* Directions for this task:
Copy the rows below, putting "mark" in place of "point out" wherever it appears and changing nothing else.

* Dataset excerpts:
========
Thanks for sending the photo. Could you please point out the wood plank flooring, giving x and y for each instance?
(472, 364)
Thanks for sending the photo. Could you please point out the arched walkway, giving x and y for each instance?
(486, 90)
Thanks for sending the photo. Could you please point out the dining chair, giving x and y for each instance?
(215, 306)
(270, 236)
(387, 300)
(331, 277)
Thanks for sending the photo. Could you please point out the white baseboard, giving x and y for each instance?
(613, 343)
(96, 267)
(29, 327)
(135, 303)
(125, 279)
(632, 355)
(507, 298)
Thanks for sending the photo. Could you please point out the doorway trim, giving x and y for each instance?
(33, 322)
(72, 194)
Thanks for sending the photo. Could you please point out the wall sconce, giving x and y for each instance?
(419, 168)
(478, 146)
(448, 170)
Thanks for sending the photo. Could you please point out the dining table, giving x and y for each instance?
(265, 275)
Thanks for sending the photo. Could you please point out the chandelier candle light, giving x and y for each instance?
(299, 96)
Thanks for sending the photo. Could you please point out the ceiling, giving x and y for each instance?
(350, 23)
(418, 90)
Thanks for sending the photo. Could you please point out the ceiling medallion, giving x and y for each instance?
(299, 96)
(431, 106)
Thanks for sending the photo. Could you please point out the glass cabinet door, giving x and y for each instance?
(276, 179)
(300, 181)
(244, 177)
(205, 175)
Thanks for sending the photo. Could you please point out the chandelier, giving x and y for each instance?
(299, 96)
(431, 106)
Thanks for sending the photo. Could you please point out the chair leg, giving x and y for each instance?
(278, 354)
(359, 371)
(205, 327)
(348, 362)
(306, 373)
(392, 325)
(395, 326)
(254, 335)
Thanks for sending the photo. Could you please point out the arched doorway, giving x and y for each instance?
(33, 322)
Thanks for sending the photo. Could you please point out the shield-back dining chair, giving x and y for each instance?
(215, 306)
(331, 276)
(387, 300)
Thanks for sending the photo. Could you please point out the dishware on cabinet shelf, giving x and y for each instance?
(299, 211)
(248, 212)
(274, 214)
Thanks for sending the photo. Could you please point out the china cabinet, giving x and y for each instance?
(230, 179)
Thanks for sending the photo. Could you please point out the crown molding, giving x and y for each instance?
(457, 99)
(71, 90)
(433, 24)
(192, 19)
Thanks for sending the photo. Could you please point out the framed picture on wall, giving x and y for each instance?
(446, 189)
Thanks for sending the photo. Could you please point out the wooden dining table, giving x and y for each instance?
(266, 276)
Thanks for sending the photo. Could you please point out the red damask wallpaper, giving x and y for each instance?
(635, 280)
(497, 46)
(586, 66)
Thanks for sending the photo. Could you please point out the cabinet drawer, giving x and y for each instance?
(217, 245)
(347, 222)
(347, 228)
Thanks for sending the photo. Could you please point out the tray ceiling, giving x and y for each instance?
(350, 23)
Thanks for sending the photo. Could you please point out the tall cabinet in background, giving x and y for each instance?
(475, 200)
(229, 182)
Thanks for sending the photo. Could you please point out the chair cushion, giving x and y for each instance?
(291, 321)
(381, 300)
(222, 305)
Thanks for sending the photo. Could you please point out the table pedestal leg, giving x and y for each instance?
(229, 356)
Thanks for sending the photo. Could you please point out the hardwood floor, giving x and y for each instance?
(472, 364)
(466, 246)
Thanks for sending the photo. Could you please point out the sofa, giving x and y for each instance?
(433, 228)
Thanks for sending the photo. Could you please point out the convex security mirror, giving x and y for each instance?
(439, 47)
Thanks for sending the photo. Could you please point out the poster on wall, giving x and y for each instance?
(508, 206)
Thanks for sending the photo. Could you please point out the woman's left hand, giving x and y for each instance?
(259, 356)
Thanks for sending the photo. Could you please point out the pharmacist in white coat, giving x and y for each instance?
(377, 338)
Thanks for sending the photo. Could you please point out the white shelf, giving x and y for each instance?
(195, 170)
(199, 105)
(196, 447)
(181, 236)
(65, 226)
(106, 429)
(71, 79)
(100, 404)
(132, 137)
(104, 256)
========
* Answer to this exercise:
Thanks for sending the photo. Could you please mark the wood plank flooring, giving x and y for each instance?
(472, 364)
Thanks for sending the photo. Could you please mark the arched walkway, giving x and y for each instance?
(486, 90)
Thanks for sending the photo. Could you please mark the dining chair, giving x and y for each instance?
(215, 306)
(270, 236)
(387, 300)
(331, 277)
Thanks for sending the photo. Could you please mark the white baseboard, giving x and y for each instance?
(613, 343)
(96, 267)
(29, 327)
(135, 303)
(125, 279)
(632, 355)
(507, 298)
Thanks for sending the photo. Could you please mark the doorway trim, giving x and y for each instance?
(33, 322)
(72, 194)
Thanks for sending the photo. Could you please mark the wall sconce, giving x and y for each instance?
(419, 168)
(478, 146)
(448, 170)
Thanks for sending the photo. Could you please mark the dining table, giving x and y for each instance?
(265, 275)
Thanks for sending the photo. Could you please mark the chandelier candle light, giving x and y for each instance?
(299, 96)
Thanks for sending the photo. Could you please mark the ceiling, giving x and y for each instance?
(350, 23)
(418, 90)
Thanks for sending the photo. Could you please mark the ceiling medallion, giving x and y for each instance?
(299, 96)
(431, 106)
Thanks for sending the photo. Could you please mark the glass cabinet door, giving x and y for each instance?
(276, 179)
(300, 181)
(244, 177)
(205, 175)
Thanks for sending the photo. Could you please mark the chandelier, giving x and y for each instance?
(299, 96)
(431, 106)
Thanks for sending the photo. Could you please mark the chair leg, giving x and y for each instance?
(278, 354)
(359, 371)
(205, 327)
(348, 362)
(306, 373)
(392, 325)
(395, 326)
(254, 335)
Thanks for sending the photo. Could you please mark the arched doorway, giving x and y for each instance?
(33, 322)
Thanks for sending the photo. Could you please mark the shield-back dining chair, giving x and y for each instance?
(215, 306)
(331, 276)
(387, 300)
Thanks for sending the photo. Could you please mark the dishware on cabinet shelf, giving x and y for each instance?
(299, 211)
(248, 212)
(274, 214)
Thanks for sending the photo. Could you please mark the china cabinet, giving x and y for each instance?
(230, 179)
Thanks for sending the photo. Could you please mark the crown molding, giving x and y for each instance?
(457, 99)
(71, 90)
(433, 24)
(192, 19)
Thanks for sending the photo. Could you please mark the framed picture on wall, giving x and y for each instance?
(446, 189)
Thanks for sending the photo. Could you please mark the wooden dining table, giving x and y for each instance?
(266, 276)
Thanks for sending the photo. Could you please mark the red damask wallpaper, giving x and y for each instance?
(635, 280)
(497, 46)
(586, 66)
Thanks for sending the photo. Could you please mark the cabinet drawer, giving x and y for each instance?
(217, 245)
(347, 222)
(347, 228)
Thanks for sending the photo. Could you please mark the tray ceiling, giving x and y for each instance?
(350, 23)
Thanks for sending the photo. Could you please mark the tall cabinet in background, giving x and y for each instance?
(475, 200)
(229, 182)
Thanks for sending the photo. Could you please mark the chair cushion, giving x and y for each instance?
(291, 321)
(381, 300)
(222, 305)
Thanks for sending the photo. Could you please mark the table pedestal leg, giving x and y for each instance?
(229, 356)
Thanks for sending the photo. Could you please mark the hardwood floor, giving x and y for each instance?
(472, 364)
(466, 246)
Thanks for sending the photo. Could you please mark the sofa, giving x and y for each instance?
(433, 228)
Thanks for sending the photo. Could you please mark the convex security mirror, giving x and y for each instance?
(439, 47)
Thanks for sending the photo. Could you please mark the poster on wall, giving x and y for each instance?
(508, 206)
Thanks for sending the photo. Could you please mark the woman's left hand, giving x and y for each instance?
(259, 356)
Thanks for sending the photo. Could you please mark the pharmacist in white coat, giving x and y for each instance?
(377, 338)
Thanks for sending the photo. Could you please mark the white shelf, giving x and y for each instance?
(195, 170)
(199, 105)
(196, 447)
(181, 236)
(65, 226)
(106, 429)
(71, 79)
(100, 404)
(132, 137)
(104, 256)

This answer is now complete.